Instructions to follow
Please render every line of the entries below as a JSON list of strings, one string per line, leaving out any blank lines.

*** Opening of Information provided ***

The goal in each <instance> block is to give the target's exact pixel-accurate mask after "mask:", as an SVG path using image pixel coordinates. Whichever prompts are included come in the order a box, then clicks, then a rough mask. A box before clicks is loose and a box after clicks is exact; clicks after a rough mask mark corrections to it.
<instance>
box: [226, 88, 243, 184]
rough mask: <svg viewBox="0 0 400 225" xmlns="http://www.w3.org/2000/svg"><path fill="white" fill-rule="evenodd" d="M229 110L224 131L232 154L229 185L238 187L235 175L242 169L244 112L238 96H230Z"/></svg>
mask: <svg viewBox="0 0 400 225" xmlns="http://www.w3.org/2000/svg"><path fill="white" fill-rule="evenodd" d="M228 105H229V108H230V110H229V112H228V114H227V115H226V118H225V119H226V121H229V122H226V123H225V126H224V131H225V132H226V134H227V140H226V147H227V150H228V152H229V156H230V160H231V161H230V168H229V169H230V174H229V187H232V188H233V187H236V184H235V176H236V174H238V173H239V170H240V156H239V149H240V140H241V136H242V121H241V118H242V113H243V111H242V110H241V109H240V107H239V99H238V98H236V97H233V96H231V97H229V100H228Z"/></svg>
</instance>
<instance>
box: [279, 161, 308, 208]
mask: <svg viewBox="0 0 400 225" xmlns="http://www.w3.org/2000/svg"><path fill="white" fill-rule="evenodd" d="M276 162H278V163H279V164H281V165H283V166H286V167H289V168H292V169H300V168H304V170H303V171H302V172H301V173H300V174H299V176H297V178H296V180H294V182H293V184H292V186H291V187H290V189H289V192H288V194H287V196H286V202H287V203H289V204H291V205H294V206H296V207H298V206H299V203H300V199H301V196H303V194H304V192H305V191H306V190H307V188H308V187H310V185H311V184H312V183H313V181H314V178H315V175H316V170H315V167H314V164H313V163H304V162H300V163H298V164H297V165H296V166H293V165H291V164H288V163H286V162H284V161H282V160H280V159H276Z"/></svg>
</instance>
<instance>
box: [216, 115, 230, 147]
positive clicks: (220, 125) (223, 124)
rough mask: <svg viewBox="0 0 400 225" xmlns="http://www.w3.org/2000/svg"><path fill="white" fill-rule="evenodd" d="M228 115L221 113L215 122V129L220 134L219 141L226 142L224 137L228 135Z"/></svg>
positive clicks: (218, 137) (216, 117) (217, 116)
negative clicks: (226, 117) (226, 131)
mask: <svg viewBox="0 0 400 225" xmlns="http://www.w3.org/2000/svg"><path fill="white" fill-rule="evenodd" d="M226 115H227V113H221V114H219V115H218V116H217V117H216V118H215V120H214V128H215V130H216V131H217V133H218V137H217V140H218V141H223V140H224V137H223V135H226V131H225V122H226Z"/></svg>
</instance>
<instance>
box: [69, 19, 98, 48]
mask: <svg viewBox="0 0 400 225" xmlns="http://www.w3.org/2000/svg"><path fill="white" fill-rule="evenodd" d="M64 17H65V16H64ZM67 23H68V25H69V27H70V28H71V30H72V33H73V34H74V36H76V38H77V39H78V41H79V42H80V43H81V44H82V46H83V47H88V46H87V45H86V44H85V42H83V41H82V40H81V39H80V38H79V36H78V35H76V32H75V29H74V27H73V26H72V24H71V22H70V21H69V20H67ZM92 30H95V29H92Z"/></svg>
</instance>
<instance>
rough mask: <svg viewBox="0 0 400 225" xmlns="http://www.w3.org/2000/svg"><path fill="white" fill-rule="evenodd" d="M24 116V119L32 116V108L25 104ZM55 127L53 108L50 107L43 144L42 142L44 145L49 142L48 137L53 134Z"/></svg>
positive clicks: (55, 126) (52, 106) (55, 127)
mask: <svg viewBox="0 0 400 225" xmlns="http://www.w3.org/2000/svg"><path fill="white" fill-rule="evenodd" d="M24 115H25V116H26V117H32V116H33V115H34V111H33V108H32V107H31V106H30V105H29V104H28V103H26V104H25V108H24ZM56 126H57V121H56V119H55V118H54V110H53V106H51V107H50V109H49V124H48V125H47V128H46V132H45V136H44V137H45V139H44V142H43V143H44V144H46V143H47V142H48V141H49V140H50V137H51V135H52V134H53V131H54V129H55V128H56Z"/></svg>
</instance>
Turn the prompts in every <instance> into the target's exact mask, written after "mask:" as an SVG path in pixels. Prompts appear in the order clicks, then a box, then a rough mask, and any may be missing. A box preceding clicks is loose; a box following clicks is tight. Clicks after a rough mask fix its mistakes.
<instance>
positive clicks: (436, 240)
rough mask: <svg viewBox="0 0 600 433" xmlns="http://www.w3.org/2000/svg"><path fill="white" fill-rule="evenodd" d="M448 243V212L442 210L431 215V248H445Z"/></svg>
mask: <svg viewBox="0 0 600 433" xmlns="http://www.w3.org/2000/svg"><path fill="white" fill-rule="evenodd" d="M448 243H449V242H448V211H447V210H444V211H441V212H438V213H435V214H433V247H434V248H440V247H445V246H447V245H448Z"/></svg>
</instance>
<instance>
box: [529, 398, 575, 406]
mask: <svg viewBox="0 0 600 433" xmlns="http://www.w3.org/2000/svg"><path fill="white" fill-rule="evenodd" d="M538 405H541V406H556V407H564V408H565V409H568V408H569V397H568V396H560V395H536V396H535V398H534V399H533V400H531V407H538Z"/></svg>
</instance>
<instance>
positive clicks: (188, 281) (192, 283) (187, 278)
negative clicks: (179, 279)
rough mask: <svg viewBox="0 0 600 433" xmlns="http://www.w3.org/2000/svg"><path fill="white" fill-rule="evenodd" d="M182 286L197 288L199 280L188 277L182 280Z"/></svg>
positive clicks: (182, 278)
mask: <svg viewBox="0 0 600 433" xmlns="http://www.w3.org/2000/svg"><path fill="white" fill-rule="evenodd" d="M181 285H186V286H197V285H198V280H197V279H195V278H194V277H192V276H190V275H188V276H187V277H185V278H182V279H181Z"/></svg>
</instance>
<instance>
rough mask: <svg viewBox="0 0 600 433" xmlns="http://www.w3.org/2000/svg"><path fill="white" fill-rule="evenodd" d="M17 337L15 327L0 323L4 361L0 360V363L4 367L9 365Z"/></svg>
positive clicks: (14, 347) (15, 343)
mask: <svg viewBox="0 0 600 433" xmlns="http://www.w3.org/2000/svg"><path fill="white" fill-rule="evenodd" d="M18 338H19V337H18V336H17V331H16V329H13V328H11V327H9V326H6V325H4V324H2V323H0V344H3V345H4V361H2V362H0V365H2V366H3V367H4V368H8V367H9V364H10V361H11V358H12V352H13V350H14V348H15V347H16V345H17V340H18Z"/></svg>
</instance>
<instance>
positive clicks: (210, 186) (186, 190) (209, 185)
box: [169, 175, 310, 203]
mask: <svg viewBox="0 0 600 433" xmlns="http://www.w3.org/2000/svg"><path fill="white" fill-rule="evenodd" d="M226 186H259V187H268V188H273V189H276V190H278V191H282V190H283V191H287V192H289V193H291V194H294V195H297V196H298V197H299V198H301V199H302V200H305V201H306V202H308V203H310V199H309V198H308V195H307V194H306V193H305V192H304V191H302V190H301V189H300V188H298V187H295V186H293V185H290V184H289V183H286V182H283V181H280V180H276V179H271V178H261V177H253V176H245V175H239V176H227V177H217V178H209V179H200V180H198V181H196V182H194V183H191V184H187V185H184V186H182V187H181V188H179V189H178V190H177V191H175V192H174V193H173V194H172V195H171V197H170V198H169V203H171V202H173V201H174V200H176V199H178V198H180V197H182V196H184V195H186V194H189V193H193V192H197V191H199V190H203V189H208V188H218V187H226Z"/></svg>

*** Close of Information provided ***

Task response
[
  "The goal in each <instance> block is to give the target's exact pixel-accurate mask after \"mask:\", as an SVG path using image pixel coordinates. Whichever prompts are included come in the order a box, then clicks, then a rough mask. A box before clicks is loose and a box after clicks is exact; clicks after a rough mask mark corrections to it.",
  "<instance>",
  "box: [226, 88, 243, 184]",
  "rough mask: <svg viewBox=\"0 0 400 225\" xmlns=\"http://www.w3.org/2000/svg\"><path fill=\"white\" fill-rule=\"evenodd\" d=\"M229 110L224 131L232 154L229 185L238 187L235 175L242 169L244 112L238 96H230Z\"/></svg>",
  "mask: <svg viewBox=\"0 0 400 225\" xmlns=\"http://www.w3.org/2000/svg\"><path fill=\"white\" fill-rule=\"evenodd\" d=\"M228 105H229V108H230V110H229V112H228V114H227V115H226V118H225V119H226V121H229V122H226V123H225V126H224V131H225V132H226V134H227V140H226V147H227V150H228V152H229V156H230V160H231V161H230V168H229V169H230V174H229V187H232V188H233V187H236V184H235V176H236V174H238V173H239V170H240V156H239V149H240V140H241V136H242V121H241V118H242V113H243V111H242V110H241V109H240V107H239V99H238V98H236V97H233V96H231V97H229V100H228Z\"/></svg>",
  "</instance>",
  "<instance>",
  "box: [279, 161, 308, 208]",
  "mask: <svg viewBox=\"0 0 400 225\" xmlns=\"http://www.w3.org/2000/svg\"><path fill=\"white\" fill-rule=\"evenodd\" d=\"M276 162H278V163H279V164H281V165H283V166H286V167H289V168H292V169H300V168H304V170H303V171H302V172H301V173H300V174H299V176H297V178H296V180H294V182H293V184H292V186H291V187H290V189H289V192H288V194H287V196H286V202H287V203H289V204H291V205H294V206H296V207H298V206H299V203H300V199H301V196H303V194H304V192H305V191H306V190H307V188H308V187H310V185H311V184H312V183H313V181H314V178H315V175H316V170H315V167H314V164H313V163H304V162H300V163H298V164H297V165H296V166H293V165H291V164H288V163H286V162H284V161H282V160H280V159H276Z\"/></svg>",
  "</instance>",
  "<instance>",
  "box: [216, 115, 230, 147]",
  "positive clicks: (220, 125) (223, 124)",
  "rough mask: <svg viewBox=\"0 0 400 225\" xmlns=\"http://www.w3.org/2000/svg\"><path fill=\"white\" fill-rule=\"evenodd\" d=\"M228 115L221 113L215 122V129L220 134L219 141L226 142L224 137L228 135Z\"/></svg>",
  "positive clicks: (218, 137) (216, 117) (217, 116)",
  "negative clicks: (226, 117) (226, 131)",
  "mask: <svg viewBox=\"0 0 400 225\" xmlns=\"http://www.w3.org/2000/svg\"><path fill=\"white\" fill-rule=\"evenodd\" d=\"M226 115H227V113H221V114H219V115H218V116H217V117H216V118H215V120H214V128H215V130H216V131H217V133H218V137H217V140H218V141H223V140H224V137H223V135H226V131H225V122H226Z\"/></svg>",
  "</instance>",
  "<instance>",
  "box: [69, 19, 98, 48]",
  "mask: <svg viewBox=\"0 0 400 225\" xmlns=\"http://www.w3.org/2000/svg\"><path fill=\"white\" fill-rule=\"evenodd\" d=\"M64 17H65V16H64ZM67 23H68V25H69V27H70V28H71V30H72V33H73V34H74V36H76V38H77V39H78V41H79V42H80V43H81V44H82V46H83V47H88V46H87V45H86V44H85V42H83V41H82V40H81V39H80V38H79V36H78V35H76V32H75V29H74V27H73V26H72V24H71V22H70V21H69V20H67ZM92 30H95V29H92Z\"/></svg>",
  "</instance>",
  "<instance>",
  "rough mask: <svg viewBox=\"0 0 400 225\" xmlns=\"http://www.w3.org/2000/svg\"><path fill=\"white\" fill-rule=\"evenodd\" d=\"M24 116V119L32 116V108L25 104ZM55 127L53 108L50 107L43 144L42 142L44 145L49 142L48 137L53 134Z\"/></svg>",
  "positive clicks: (55, 126) (52, 106) (55, 127)",
  "mask: <svg viewBox=\"0 0 400 225\" xmlns=\"http://www.w3.org/2000/svg\"><path fill=\"white\" fill-rule=\"evenodd\" d=\"M24 115H25V116H26V117H32V116H33V115H34V111H33V108H32V107H31V106H30V105H29V104H28V103H26V104H25V108H24ZM56 126H57V121H56V119H55V118H54V110H53V106H51V107H50V109H49V124H48V125H47V128H46V132H45V136H44V137H45V139H44V142H43V143H44V144H46V143H47V142H48V141H49V140H50V137H51V135H52V134H53V131H54V129H55V128H56Z\"/></svg>",
  "</instance>",
  "Turn the prompts in every <instance> into the target's exact mask, written after \"mask:\" as an SVG path in pixels. Prompts appear in the order clicks, then a box, then a rough mask, and any may be missing. A box preceding clicks is loose; a box following clicks is tight. Clicks after a rough mask fix its mistakes.",
  "<instance>",
  "positive clicks: (436, 240)",
  "rough mask: <svg viewBox=\"0 0 600 433\" xmlns=\"http://www.w3.org/2000/svg\"><path fill=\"white\" fill-rule=\"evenodd\" d=\"M448 243V212L442 210L431 215V248H445Z\"/></svg>",
  "mask: <svg viewBox=\"0 0 600 433\" xmlns=\"http://www.w3.org/2000/svg\"><path fill=\"white\" fill-rule=\"evenodd\" d=\"M448 243H449V242H448V211H447V210H444V211H441V212H438V213H435V214H433V247H434V248H440V247H445V246H447V245H448Z\"/></svg>",
  "</instance>",
  "<instance>",
  "box: [529, 398, 575, 406]",
  "mask: <svg viewBox=\"0 0 600 433\" xmlns=\"http://www.w3.org/2000/svg\"><path fill=\"white\" fill-rule=\"evenodd\" d=\"M538 405H541V406H556V407H564V408H565V409H568V408H569V397H568V396H560V395H536V396H535V398H534V399H533V400H531V407H538Z\"/></svg>",
  "</instance>",
  "<instance>",
  "positive clicks: (188, 281) (192, 283) (187, 278)",
  "negative clicks: (179, 279)",
  "rough mask: <svg viewBox=\"0 0 600 433\" xmlns=\"http://www.w3.org/2000/svg\"><path fill=\"white\" fill-rule=\"evenodd\" d=\"M182 286L197 288L199 280L188 277L182 280Z\"/></svg>",
  "positive clicks: (182, 278)",
  "mask: <svg viewBox=\"0 0 600 433\" xmlns=\"http://www.w3.org/2000/svg\"><path fill=\"white\" fill-rule=\"evenodd\" d=\"M181 285H186V286H197V285H198V280H197V279H195V278H194V277H192V276H190V275H188V276H187V277H185V278H182V279H181Z\"/></svg>",
  "</instance>",
  "<instance>",
  "rough mask: <svg viewBox=\"0 0 600 433\" xmlns=\"http://www.w3.org/2000/svg\"><path fill=\"white\" fill-rule=\"evenodd\" d=\"M17 337L15 327L0 323L4 361L0 360V363L4 367L9 365Z\"/></svg>",
  "positive clicks: (14, 347) (15, 343)",
  "mask: <svg viewBox=\"0 0 600 433\" xmlns=\"http://www.w3.org/2000/svg\"><path fill=\"white\" fill-rule=\"evenodd\" d=\"M18 338H19V337H18V336H17V331H16V329H13V328H11V327H9V326H6V325H4V324H2V323H0V344H3V345H4V361H2V362H0V365H2V366H3V367H4V368H8V367H9V364H10V361H11V358H12V352H13V350H14V348H15V347H16V345H17V340H18Z\"/></svg>",
  "</instance>",
  "<instance>",
  "positive clicks: (210, 186) (186, 190) (209, 185)",
  "box: [169, 175, 310, 203]",
  "mask: <svg viewBox=\"0 0 600 433\" xmlns=\"http://www.w3.org/2000/svg\"><path fill=\"white\" fill-rule=\"evenodd\" d=\"M226 186H259V187H268V188H273V189H276V190H278V191H282V190H283V191H287V192H289V193H291V194H294V195H297V196H298V197H299V198H301V199H302V200H305V201H306V202H308V203H310V199H309V198H308V195H307V194H306V193H305V192H304V191H302V190H301V189H300V188H298V187H295V186H293V185H290V184H289V183H286V182H283V181H280V180H276V179H271V178H261V177H253V176H245V175H239V176H227V177H217V178H209V179H200V180H198V181H196V182H194V183H191V184H187V185H184V186H182V187H181V188H179V189H178V190H177V191H175V192H174V193H173V194H172V195H171V197H170V198H169V203H171V202H173V201H174V200H176V199H178V198H180V197H182V196H184V195H186V194H189V193H193V192H197V191H199V190H203V189H208V188H218V187H226Z\"/></svg>"
]